## Records for this task
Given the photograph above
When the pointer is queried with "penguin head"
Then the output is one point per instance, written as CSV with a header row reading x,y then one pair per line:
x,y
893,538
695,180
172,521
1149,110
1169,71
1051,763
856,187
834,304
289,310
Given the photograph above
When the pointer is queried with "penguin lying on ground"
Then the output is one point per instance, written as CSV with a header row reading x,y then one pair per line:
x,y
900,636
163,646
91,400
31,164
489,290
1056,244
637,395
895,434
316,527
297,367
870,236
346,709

## Exercise aim
Scale the records above by 1.65. Repeat every line, requests included, and multiply each x and y coordinate in the answers by 1.65, rounding to the nearest whole number with halves rounded up.

## Complete output
Given the photograph above
When the pointer is queried with "penguin head"
Then the output is one point per instance, written as CSV with a header row reading x,y then one pair per line:
x,y
1473,888
1147,297
284,860
1896,182
1929,117
1734,1259
1412,309
1376,502
477,512
Given the photograph above
When the pointer is queried with "penguin lying on ground"
Then the output is one point per instance, written as CSV with a header row reading x,y then one pair per line:
x,y
1485,1049
269,1066
150,660
51,271
807,479
1742,403
1051,652
1477,716
521,870
490,606
1436,389
571,1170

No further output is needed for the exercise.